• [Ausgangstext]

Ach ja, dass Prinz Harry wirklich Ärger mit Prinz William hat, schafft es auch in eine Headline. Aber das interessiert uns jetzt so viel, als ob im Buckingham Palace ein hamstergekaufter Sack Reis umfällt, oder? Hat es ja auch nie wirklich.

Die digitale Welt reagiert mit Content-Quarantäne. Und das macht nun ja auch Sinn. So blockt zum Beispiel Pinterest Corona Searches, damit User nicht auf einer "Wie nagel ich ein Bild an die Wand"-Plattform medizinische Ratschläge suchen. Das kann man nachvollziehen, ich geh ja auch nicht auf youporn.com und suche mir dort einen Proktologen. Zudem haben die App Stores auch die Zügel angezogen und nehmen alle Games und jegliches Entertainment herunter, das sich rund um die Pandemie dreht. Aber bitteschön, man könnte das ja schnell als sehr geschmacklos verstehen, eine Virendurchseuchung als Spielelevel zu sehen. Ich muss nicht "Coronanite" oder "Corona of Duty" gamen.

Wo wir gerade beim Thema sind. Call of Duty, die kleine, unsympathische Weltkriegssimulation von nebenan, hat es nun tatsächlich geschafft, in diesen Tagen (also, insgesamt an vier Tagen in Folge) 15 Millionen Spieler als Soldaten über die Bildschirme hüpfen zu lassen. Im Battle Royal Mode. Nur mal so als kleinen Vergleich dagegengesetzt: Im gesamten Ersten Weltkrieg starben zirka 19.7 Millionen Soldaten und Zivilisten. Da bin ich mir sicher, dass die Zahl leicht in 5 Tagen gemacht wurde.

Je mehr Social Distancing zum neuen Livestyle werden muss und man zu Hause vor der Kiste herumsitzt, desto eher werden solche in der Konsequenz eindeutigsten Simulationen von radikalem Social Distancing der Hit. Krieg zu spielen als Ablenkung von weltweiten Pandemien, hat nun doch einen faden Beigeschmack. Aber da wird wohl so schnell nichts aus den App Stores verschwinden. Das eine hat ja mit dem anderen nichts zu tun. Schon alleine deshalb, weil man nach einem Tod in einer Seuche nicht einfach wieder aufstehen kann. So wie bei einer Battle Royal.

Vermutlich wird der eine oder andere sagen: Hey, das ist es doch genau, was wir jetzt brauchen. Eine Simulation von etwas viel Schlimmerem, in der wir uns durchkämpfen und selbst bei einem Knockout wieder lachend aufstehen können.

Ich bin mir da selbst nicht so sicher.

• [Datenauszüge]
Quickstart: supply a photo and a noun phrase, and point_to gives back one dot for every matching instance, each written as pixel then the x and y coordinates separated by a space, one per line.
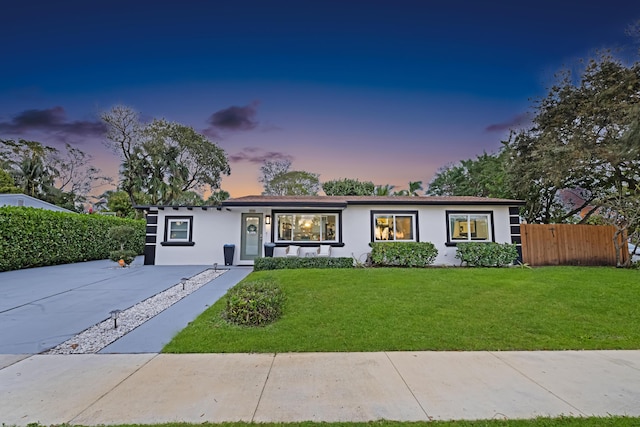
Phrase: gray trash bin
pixel 268 249
pixel 229 251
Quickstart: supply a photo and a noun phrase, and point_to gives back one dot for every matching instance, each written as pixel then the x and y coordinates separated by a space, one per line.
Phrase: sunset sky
pixel 385 91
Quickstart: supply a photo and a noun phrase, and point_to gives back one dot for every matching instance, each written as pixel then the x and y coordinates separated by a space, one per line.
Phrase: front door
pixel 251 238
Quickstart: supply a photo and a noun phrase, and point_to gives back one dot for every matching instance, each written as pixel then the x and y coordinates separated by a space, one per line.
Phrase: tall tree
pixel 484 176
pixel 123 136
pixel 412 190
pixel 76 174
pixel 348 187
pixel 295 183
pixel 163 160
pixel 28 164
pixel 584 138
pixel 7 184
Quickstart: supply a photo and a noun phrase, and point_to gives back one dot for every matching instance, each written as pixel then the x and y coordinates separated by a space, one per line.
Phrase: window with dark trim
pixel 469 226
pixel 178 231
pixel 307 227
pixel 394 226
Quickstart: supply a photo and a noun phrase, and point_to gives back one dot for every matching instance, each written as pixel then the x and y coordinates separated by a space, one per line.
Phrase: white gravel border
pixel 97 337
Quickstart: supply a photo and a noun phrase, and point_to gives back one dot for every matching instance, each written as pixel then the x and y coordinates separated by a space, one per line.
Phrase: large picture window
pixel 394 226
pixel 470 226
pixel 306 227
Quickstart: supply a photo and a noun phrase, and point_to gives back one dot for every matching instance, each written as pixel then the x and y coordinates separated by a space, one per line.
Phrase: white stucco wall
pixel 212 229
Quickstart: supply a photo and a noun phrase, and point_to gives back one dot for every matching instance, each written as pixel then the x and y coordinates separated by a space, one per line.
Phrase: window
pixel 306 227
pixel 394 226
pixel 178 230
pixel 470 226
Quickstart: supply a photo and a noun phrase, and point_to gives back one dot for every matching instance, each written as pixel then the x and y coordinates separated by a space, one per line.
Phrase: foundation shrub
pixel 491 254
pixel 403 254
pixel 280 263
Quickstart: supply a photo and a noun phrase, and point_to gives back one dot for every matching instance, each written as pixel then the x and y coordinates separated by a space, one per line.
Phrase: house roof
pixel 343 201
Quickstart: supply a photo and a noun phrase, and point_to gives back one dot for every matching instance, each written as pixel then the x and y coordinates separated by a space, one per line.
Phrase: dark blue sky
pixel 377 90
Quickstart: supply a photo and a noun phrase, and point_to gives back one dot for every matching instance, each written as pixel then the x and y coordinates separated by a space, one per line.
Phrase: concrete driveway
pixel 43 307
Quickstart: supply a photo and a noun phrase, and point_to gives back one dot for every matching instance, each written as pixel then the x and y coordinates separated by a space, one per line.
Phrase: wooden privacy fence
pixel 569 244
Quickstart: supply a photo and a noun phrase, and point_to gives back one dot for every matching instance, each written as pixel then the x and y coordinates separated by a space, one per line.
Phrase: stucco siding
pixel 213 228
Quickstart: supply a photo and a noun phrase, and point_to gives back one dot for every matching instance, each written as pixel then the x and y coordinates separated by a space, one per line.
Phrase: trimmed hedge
pixel 490 254
pixel 31 237
pixel 281 263
pixel 403 254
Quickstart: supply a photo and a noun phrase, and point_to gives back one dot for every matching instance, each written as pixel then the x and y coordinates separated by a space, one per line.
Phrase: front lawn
pixel 552 308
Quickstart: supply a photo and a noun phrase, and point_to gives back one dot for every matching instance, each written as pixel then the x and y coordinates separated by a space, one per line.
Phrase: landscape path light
pixel 114 316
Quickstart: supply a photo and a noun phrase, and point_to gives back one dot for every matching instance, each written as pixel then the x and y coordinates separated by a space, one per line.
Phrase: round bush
pixel 255 303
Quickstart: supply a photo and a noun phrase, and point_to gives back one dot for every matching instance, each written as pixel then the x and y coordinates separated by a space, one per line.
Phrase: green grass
pixel 555 308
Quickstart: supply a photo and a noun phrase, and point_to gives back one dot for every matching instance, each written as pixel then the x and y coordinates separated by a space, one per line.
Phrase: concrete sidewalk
pixel 405 386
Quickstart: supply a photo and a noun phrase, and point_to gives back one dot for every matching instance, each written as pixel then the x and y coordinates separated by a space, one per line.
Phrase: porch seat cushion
pixel 293 250
pixel 324 250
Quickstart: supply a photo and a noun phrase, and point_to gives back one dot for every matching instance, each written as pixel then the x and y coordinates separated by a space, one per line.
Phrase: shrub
pixel 281 263
pixel 403 254
pixel 31 237
pixel 491 254
pixel 123 254
pixel 256 303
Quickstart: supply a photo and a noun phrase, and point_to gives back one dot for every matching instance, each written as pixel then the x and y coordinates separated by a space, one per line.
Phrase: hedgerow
pixel 31 237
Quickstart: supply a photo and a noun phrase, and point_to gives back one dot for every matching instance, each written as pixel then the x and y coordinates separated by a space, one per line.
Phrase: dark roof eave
pixel 292 204
pixel 440 202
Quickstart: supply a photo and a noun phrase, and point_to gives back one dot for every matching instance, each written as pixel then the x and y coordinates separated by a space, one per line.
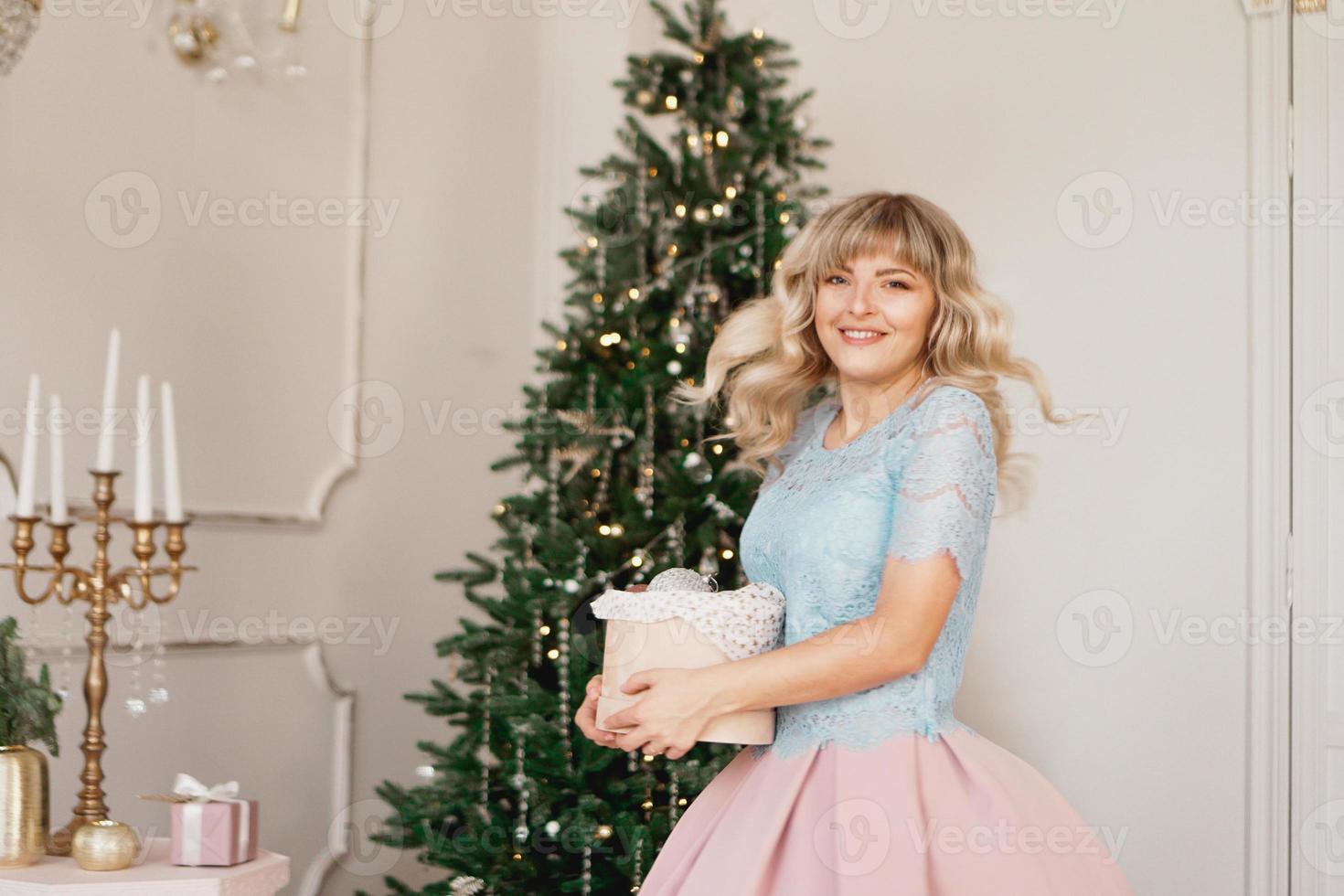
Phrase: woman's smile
pixel 859 336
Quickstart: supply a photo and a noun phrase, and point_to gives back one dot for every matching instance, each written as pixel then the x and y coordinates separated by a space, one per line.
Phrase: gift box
pixel 211 825
pixel 682 623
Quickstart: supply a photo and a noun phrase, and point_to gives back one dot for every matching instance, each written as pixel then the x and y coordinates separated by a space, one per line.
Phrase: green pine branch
pixel 27 707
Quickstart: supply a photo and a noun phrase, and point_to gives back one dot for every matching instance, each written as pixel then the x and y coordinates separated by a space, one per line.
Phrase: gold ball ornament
pixel 105 845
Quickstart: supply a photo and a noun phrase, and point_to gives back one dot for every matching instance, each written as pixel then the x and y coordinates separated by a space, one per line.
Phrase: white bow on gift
pixel 197 795
pixel 187 786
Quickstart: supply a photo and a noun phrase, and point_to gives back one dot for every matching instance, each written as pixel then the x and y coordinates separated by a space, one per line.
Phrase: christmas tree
pixel 682 228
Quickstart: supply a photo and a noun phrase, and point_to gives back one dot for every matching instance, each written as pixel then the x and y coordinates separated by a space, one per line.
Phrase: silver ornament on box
pixel 680 579
pixel 698 469
pixel 465 885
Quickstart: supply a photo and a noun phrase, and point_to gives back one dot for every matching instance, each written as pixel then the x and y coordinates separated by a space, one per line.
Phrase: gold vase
pixel 105 845
pixel 25 806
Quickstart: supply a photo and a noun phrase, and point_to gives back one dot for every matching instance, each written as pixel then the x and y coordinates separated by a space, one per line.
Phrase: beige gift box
pixel 674 626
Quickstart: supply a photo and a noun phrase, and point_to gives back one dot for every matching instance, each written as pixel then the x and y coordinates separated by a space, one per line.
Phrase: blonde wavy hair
pixel 768 357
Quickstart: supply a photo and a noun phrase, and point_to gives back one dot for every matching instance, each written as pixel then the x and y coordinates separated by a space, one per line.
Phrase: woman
pixel 874 526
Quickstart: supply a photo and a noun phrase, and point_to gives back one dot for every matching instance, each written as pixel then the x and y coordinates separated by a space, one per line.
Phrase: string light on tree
pixel 672 231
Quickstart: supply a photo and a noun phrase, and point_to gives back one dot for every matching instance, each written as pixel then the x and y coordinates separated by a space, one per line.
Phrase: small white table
pixel 154 873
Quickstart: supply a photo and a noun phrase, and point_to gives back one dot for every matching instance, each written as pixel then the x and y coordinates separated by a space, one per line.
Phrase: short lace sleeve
pixel 801 432
pixel 945 480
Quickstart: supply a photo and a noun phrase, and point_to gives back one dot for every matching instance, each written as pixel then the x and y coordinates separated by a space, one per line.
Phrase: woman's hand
pixel 674 710
pixel 586 716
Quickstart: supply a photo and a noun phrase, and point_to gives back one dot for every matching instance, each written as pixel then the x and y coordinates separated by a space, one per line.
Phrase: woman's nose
pixel 860 300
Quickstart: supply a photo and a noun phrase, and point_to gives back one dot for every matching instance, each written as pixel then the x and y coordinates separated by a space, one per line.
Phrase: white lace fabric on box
pixel 741 623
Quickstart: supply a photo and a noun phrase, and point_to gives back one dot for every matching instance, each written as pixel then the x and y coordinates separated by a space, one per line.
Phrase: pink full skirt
pixel 955 817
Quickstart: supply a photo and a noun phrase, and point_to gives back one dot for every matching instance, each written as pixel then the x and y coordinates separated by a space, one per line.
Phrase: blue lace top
pixel 920 481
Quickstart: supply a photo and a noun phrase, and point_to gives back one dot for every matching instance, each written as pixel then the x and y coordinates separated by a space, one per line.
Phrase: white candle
pixel 109 402
pixel 56 427
pixel 28 465
pixel 172 481
pixel 144 486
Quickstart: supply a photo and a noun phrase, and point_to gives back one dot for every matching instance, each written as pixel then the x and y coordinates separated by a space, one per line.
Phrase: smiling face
pixel 872 318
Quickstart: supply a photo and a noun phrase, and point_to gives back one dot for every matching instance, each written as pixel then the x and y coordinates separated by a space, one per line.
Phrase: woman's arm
pixel 890 643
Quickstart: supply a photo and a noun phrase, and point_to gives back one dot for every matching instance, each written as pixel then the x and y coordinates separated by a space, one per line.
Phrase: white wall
pixel 479 126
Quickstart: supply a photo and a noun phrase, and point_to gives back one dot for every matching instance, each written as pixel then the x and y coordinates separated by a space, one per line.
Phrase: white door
pixel 1317 798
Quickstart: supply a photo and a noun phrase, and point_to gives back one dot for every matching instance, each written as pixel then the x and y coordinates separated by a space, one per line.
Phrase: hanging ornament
pixel 465 885
pixel 580 455
pixel 697 468
pixel 737 101
pixel 711 37
pixel 565 690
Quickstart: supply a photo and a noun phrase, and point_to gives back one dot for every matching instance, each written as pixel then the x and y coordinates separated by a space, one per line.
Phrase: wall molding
pixel 1269 445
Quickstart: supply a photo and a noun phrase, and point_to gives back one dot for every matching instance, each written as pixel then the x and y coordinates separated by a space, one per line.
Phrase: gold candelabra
pixel 101 587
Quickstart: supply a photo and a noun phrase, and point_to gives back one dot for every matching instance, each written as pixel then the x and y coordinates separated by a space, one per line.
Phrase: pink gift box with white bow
pixel 211 825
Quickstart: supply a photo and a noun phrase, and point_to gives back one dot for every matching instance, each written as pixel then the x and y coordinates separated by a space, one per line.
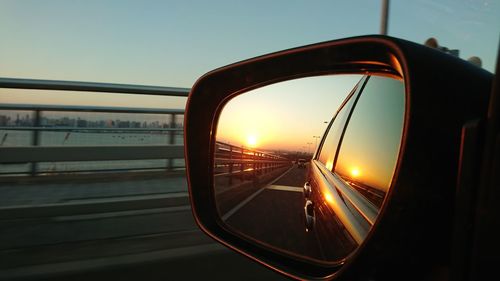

• [Aufgaben zur Übung]
A - Erklären Sie in ein bis drei Sätzen, warum Pinterest laut Ausgangstext Suchanfragen zu Corona blockt.
B - Prüfen Sie, ob die folgenden Aussagen mit dem Ausgangstext übereinstimmen. Antworten Sie jeweils mit Ja oder Nein und zitieren Sie die entscheidenden Worte des Textes wörtlich.
(i) Die App Stores entfernen Spiele und Unterhaltung, die sich um die Pandemie drehen.
(ii) Der Ausgangstext erwartet, dass Kriegsspiele bald aus den App Stores verschwinden.
(iii) Pinterest blockt Suchanfragen zu Corona.
C - Fassen Sie den Ausgangstext in drei Sätzen zusammen.

• [Lösungen]
A - Pinterest blockt Suchanfragen zu Corona, damit Nutzer nicht auf einer Plattform für Anleitungen wie „Wie nagel ich ein Bild an die Wand“ nach medizinischen Ratschlägen suchen.

B -
(i) Ja: „nehmen alle Games und jegliches Entertainment herunter, das sich rund um die Pandemie dreht“
(ii) Nein: „Aber da wird wohl so schnell nichts aus den App Stores verschwinden.“
(iii) Ja: „So blockt zum Beispiel Pinterest Corona Searches“

C - Die digitale Welt reagiert auf die Pandemie mit Content-Quarantäne: Pinterest blockt Suchanfragen zu Corona, und die App Stores entfernen Spiele und Unterhaltung rund um die Pandemie. Zugleich lässt Call of Duty im Battle-Royal-Modus 15 Millionen Spieler als Soldaten antreten, und Krieg zu spielen als Ablenkung von der Pandemie hat laut Text einen faden Beigeschmack. Ob eine solche Simulation, in der man nach einem Knockout wieder aufstehen kann, genau das Richtige ist, bleibt im Text offen.